[Annotation records]
○ ○ ○ ○ ○

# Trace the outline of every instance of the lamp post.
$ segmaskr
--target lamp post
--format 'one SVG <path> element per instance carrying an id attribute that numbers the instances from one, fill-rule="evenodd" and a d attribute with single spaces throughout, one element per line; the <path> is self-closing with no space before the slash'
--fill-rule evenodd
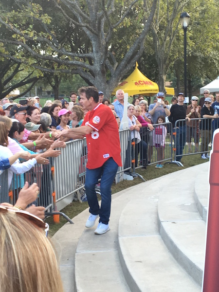
<path id="1" fill-rule="evenodd" d="M 186 31 L 189 24 L 190 16 L 187 12 L 182 12 L 180 16 L 180 23 L 184 31 L 184 94 L 187 96 L 186 77 Z"/>

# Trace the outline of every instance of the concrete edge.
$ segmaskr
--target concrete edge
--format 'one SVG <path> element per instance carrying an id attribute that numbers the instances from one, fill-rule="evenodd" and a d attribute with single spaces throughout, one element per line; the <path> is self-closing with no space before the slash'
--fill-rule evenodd
<path id="1" fill-rule="evenodd" d="M 169 236 L 161 221 L 158 214 L 158 227 L 160 234 L 167 248 L 177 262 L 186 271 L 188 275 L 201 287 L 202 284 L 203 271 L 191 261 L 186 255 L 176 245 Z"/>

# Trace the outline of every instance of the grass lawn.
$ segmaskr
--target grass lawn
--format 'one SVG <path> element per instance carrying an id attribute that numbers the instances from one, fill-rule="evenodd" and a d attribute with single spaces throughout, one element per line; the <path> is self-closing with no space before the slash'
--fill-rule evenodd
<path id="1" fill-rule="evenodd" d="M 208 161 L 208 160 L 201 159 L 201 154 L 187 155 L 183 156 L 182 159 L 182 162 L 184 165 L 183 167 L 179 167 L 176 164 L 165 164 L 163 168 L 157 169 L 155 168 L 156 164 L 153 164 L 147 166 L 146 170 L 142 170 L 141 169 L 136 169 L 136 172 L 138 172 L 141 174 L 146 181 L 149 181 L 161 176 L 190 167 L 196 164 L 201 164 L 207 161 Z M 143 181 L 142 179 L 137 177 L 135 178 L 133 181 L 123 181 L 117 184 L 113 183 L 112 186 L 112 193 L 114 194 L 132 185 L 140 183 L 143 182 Z M 100 196 L 99 197 L 99 199 L 101 200 Z M 87 202 L 81 203 L 79 201 L 73 201 L 62 209 L 61 211 L 66 214 L 70 219 L 72 219 L 88 208 L 88 206 Z M 60 217 L 60 222 L 58 223 L 54 223 L 53 217 L 47 218 L 46 221 L 50 225 L 49 234 L 50 236 L 53 236 L 67 222 L 66 220 L 62 216 Z"/>

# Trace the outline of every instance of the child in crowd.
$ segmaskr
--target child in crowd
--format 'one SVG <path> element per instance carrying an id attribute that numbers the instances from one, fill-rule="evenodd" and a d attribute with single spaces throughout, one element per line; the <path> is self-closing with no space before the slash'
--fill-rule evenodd
<path id="1" fill-rule="evenodd" d="M 158 117 L 156 124 L 165 123 L 165 117 L 160 115 Z M 165 139 L 166 136 L 166 128 L 164 125 L 156 127 L 153 131 L 153 146 L 155 146 L 157 153 L 157 161 L 163 160 L 164 148 L 165 147 Z M 161 162 L 158 163 L 155 168 L 162 168 Z"/>
<path id="2" fill-rule="evenodd" d="M 72 114 L 70 110 L 66 109 L 62 109 L 58 112 L 58 126 L 56 127 L 56 130 L 67 130 L 69 128 L 68 124 L 69 122 L 69 116 Z"/>
<path id="3" fill-rule="evenodd" d="M 69 124 L 70 128 L 80 127 L 84 118 L 83 109 L 80 106 L 74 106 L 71 110 L 72 113 L 70 114 Z"/>

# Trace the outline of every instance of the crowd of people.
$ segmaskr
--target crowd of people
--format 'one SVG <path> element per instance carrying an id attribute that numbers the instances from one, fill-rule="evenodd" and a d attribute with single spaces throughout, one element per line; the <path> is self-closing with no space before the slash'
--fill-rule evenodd
<path id="1" fill-rule="evenodd" d="M 54 251 L 44 236 L 45 231 L 48 231 L 47 224 L 42 220 L 45 208 L 34 204 L 27 208 L 37 199 L 40 187 L 36 183 L 29 186 L 22 175 L 36 164 L 48 164 L 49 157 L 61 154 L 55 148 L 64 147 L 67 141 L 87 138 L 88 160 L 85 187 L 90 214 L 85 226 L 93 227 L 99 218 L 94 233 L 103 234 L 110 230 L 111 187 L 118 167 L 122 166 L 118 130 L 124 114 L 124 92 L 117 91 L 112 103 L 103 91 L 98 92 L 93 87 L 82 87 L 79 92 L 78 98 L 76 92 L 72 92 L 69 100 L 48 100 L 44 106 L 37 96 L 22 101 L 22 104 L 11 102 L 7 98 L 1 101 L 0 169 L 8 169 L 9 188 L 13 173 L 21 175 L 15 187 L 19 192 L 15 204 L 0 204 L 0 245 L 2 253 L 9 253 L 13 259 L 10 269 L 7 271 L 4 257 L 0 261 L 1 270 L 5 271 L 1 274 L 3 291 L 32 291 L 32 287 L 36 285 L 43 285 L 43 290 L 45 285 L 51 286 L 51 283 L 54 286 L 48 291 L 62 291 Z M 215 100 L 205 90 L 199 105 L 196 96 L 192 97 L 188 106 L 184 101 L 184 96 L 181 92 L 173 97 L 169 104 L 165 100 L 164 93 L 160 91 L 149 106 L 141 95 L 128 103 L 127 117 L 130 139 L 134 142 L 135 147 L 131 150 L 135 166 L 141 165 L 146 169 L 152 155 L 156 155 L 155 167 L 163 167 L 165 140 L 170 131 L 167 122 L 172 123 L 176 134 L 174 138 L 177 160 L 181 161 L 186 142 L 189 152 L 193 142 L 195 152 L 201 152 L 202 159 L 209 158 L 208 146 L 212 132 L 219 128 L 219 93 L 216 93 Z M 100 178 L 100 205 L 95 188 Z M 21 225 L 22 228 L 19 228 Z M 24 233 L 27 236 L 23 236 Z M 38 258 L 27 256 L 34 242 L 40 247 L 39 252 L 44 259 L 38 263 L 40 268 L 38 268 Z M 20 255 L 16 259 L 18 253 Z M 42 261 L 47 263 L 47 266 Z M 51 274 L 48 274 L 48 266 L 49 271 L 53 271 L 53 279 Z M 26 271 L 25 267 L 31 267 L 33 275 Z M 35 271 L 39 273 L 36 274 Z M 50 279 L 48 284 L 45 277 Z M 11 279 L 17 280 L 10 281 Z"/>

○ ○ ○ ○ ○

**Task requirements:**
Can you arrange every line of the rows above as a Markdown table with the columns Number and Line, skipping blank lines? Leave the pictures out.

**Complete answer:**
| Number | Line |
|---|---|
| 1 | # Trace the outline of every instance of the lamp post. |
| 2 | $ segmaskr |
| 3 | --target lamp post |
| 4 | --format 'one SVG <path> element per instance carrying an id attribute that numbers the instances from one, fill-rule="evenodd" and a d attribute with single spaces throughout, one element per line; the <path> is self-closing with no space before the slash' |
| 5 | --fill-rule evenodd |
| 6 | <path id="1" fill-rule="evenodd" d="M 186 31 L 189 24 L 190 16 L 187 12 L 182 12 L 180 16 L 180 23 L 184 31 L 184 94 L 187 96 L 186 77 Z"/> |
| 7 | # Trace the outline of every instance of the concrete edge. |
| 8 | $ segmaskr |
| 9 | --target concrete edge |
| 10 | --format 'one SVG <path> element per instance carrying an id attribute that numbers the instances from one, fill-rule="evenodd" and a d attribute with single spaces throughout, one element per line; the <path> is self-closing with no space before the slash' |
| 11 | --fill-rule evenodd |
| 12 | <path id="1" fill-rule="evenodd" d="M 169 236 L 161 221 L 158 214 L 158 227 L 160 234 L 167 248 L 177 262 L 186 271 L 188 275 L 201 287 L 202 284 L 203 271 L 191 261 L 186 255 L 176 245 Z"/> |
| 13 | # Trace the outline of every instance of the grass lawn. |
| 14 | $ segmaskr |
| 15 | --target grass lawn |
| 16 | --format 'one SVG <path> element per instance carrying an id attribute that numbers the instances from one, fill-rule="evenodd" and a d attribute with single spaces throughout, one element per line; the <path> is self-closing with no space before the slash' |
| 17 | --fill-rule evenodd |
| 18 | <path id="1" fill-rule="evenodd" d="M 208 161 L 208 160 L 201 159 L 201 154 L 187 155 L 183 156 L 182 159 L 182 162 L 184 165 L 183 167 L 179 167 L 176 164 L 165 164 L 163 168 L 157 169 L 155 168 L 156 164 L 153 164 L 147 166 L 146 170 L 142 170 L 141 169 L 136 169 L 136 172 L 138 172 L 141 174 L 146 181 L 149 181 L 161 176 L 190 167 L 196 164 L 201 164 L 207 161 Z M 143 181 L 142 179 L 137 177 L 135 178 L 133 181 L 123 181 L 117 184 L 113 183 L 112 186 L 112 193 L 114 194 L 132 185 L 140 183 L 143 182 Z M 100 196 L 99 197 L 99 199 L 101 200 Z M 87 202 L 81 203 L 79 201 L 73 201 L 62 209 L 61 211 L 66 214 L 70 219 L 72 219 L 88 208 L 88 206 Z M 60 217 L 60 222 L 58 223 L 54 223 L 53 217 L 47 218 L 46 221 L 50 225 L 49 234 L 50 236 L 53 236 L 67 222 L 66 220 L 62 216 Z"/> |
| 19 | # Trace the outline of every instance of the child in crowd. |
| 20 | $ segmaskr |
| 21 | --target child in crowd |
| 22 | --format 'one SVG <path> element per instance carrying an id attribute that numbers the instances from one, fill-rule="evenodd" and a d attribute with single spaces throughout, one element per line; the <path> is self-closing with no space before the slash' |
| 23 | --fill-rule evenodd |
| 24 | <path id="1" fill-rule="evenodd" d="M 158 117 L 156 124 L 165 123 L 165 117 L 160 115 Z M 165 139 L 166 136 L 166 128 L 164 125 L 156 127 L 153 131 L 153 146 L 155 146 L 157 153 L 157 161 L 163 160 L 164 148 L 165 147 Z M 161 162 L 158 163 L 155 168 L 162 168 Z"/> |
| 25 | <path id="2" fill-rule="evenodd" d="M 72 114 L 70 110 L 66 109 L 62 109 L 58 112 L 58 126 L 56 127 L 56 130 L 67 130 L 69 128 L 68 124 L 69 122 L 69 116 Z"/> |
| 26 | <path id="3" fill-rule="evenodd" d="M 69 124 L 70 128 L 80 127 L 84 118 L 83 109 L 80 106 L 74 106 L 71 110 L 72 113 L 70 114 Z"/> |
| 27 | # Trace the outline of every instance of the crowd of people. |
| 28 | $ segmaskr |
| 29 | --target crowd of people |
| 30 | --format 'one SVG <path> element per instance carrying an id attribute that numbers the instances from one, fill-rule="evenodd" and a d attribute with single spaces throughout, one element per line; the <path> is self-closing with no space before the slash' |
| 31 | --fill-rule evenodd |
| 32 | <path id="1" fill-rule="evenodd" d="M 54 251 L 44 236 L 45 231 L 48 231 L 47 224 L 42 220 L 45 208 L 34 204 L 27 208 L 37 199 L 40 187 L 36 183 L 29 186 L 22 175 L 36 164 L 48 164 L 49 157 L 61 154 L 55 148 L 64 147 L 67 141 L 87 138 L 88 160 L 85 187 L 90 214 L 85 226 L 93 227 L 99 218 L 94 233 L 103 234 L 110 230 L 111 187 L 118 167 L 122 166 L 118 130 L 124 114 L 124 92 L 117 91 L 112 103 L 103 91 L 98 92 L 93 87 L 82 87 L 79 92 L 78 98 L 76 92 L 72 92 L 69 100 L 48 100 L 44 106 L 37 96 L 22 101 L 22 104 L 11 102 L 7 98 L 1 101 L 0 169 L 8 169 L 9 188 L 13 173 L 21 175 L 15 187 L 19 192 L 15 204 L 0 204 L 0 245 L 2 253 L 9 253 L 13 259 L 10 269 L 7 271 L 4 257 L 0 261 L 1 270 L 5 271 L 1 274 L 3 291 L 32 291 L 32 287 L 36 285 L 43 285 L 43 290 L 45 285 L 51 286 L 51 283 L 54 286 L 48 291 L 62 291 Z M 215 100 L 205 90 L 199 105 L 196 96 L 192 97 L 188 106 L 184 101 L 184 96 L 181 92 L 173 97 L 169 104 L 165 100 L 164 93 L 160 91 L 149 106 L 141 95 L 128 103 L 127 117 L 130 139 L 134 142 L 135 147 L 131 150 L 135 166 L 141 165 L 146 169 L 152 155 L 156 155 L 155 167 L 163 167 L 165 140 L 170 131 L 167 122 L 172 123 L 176 134 L 174 138 L 177 160 L 181 161 L 186 142 L 189 152 L 193 142 L 195 152 L 201 152 L 202 159 L 209 158 L 208 146 L 212 132 L 219 128 L 219 93 L 216 93 Z M 100 178 L 100 205 L 95 188 Z M 21 225 L 22 228 L 19 228 Z M 24 233 L 27 236 L 23 236 Z M 38 258 L 27 256 L 34 242 L 40 247 L 39 252 L 44 259 L 38 263 L 40 268 L 38 268 Z M 20 255 L 16 259 L 18 253 Z M 42 261 L 47 263 L 47 266 Z M 51 274 L 48 274 L 48 266 L 49 271 L 53 271 L 53 279 Z M 26 271 L 25 267 L 31 267 L 33 275 Z M 35 271 L 39 273 L 36 274 Z M 50 279 L 48 284 L 45 277 Z M 11 279 L 17 280 L 10 281 Z"/> |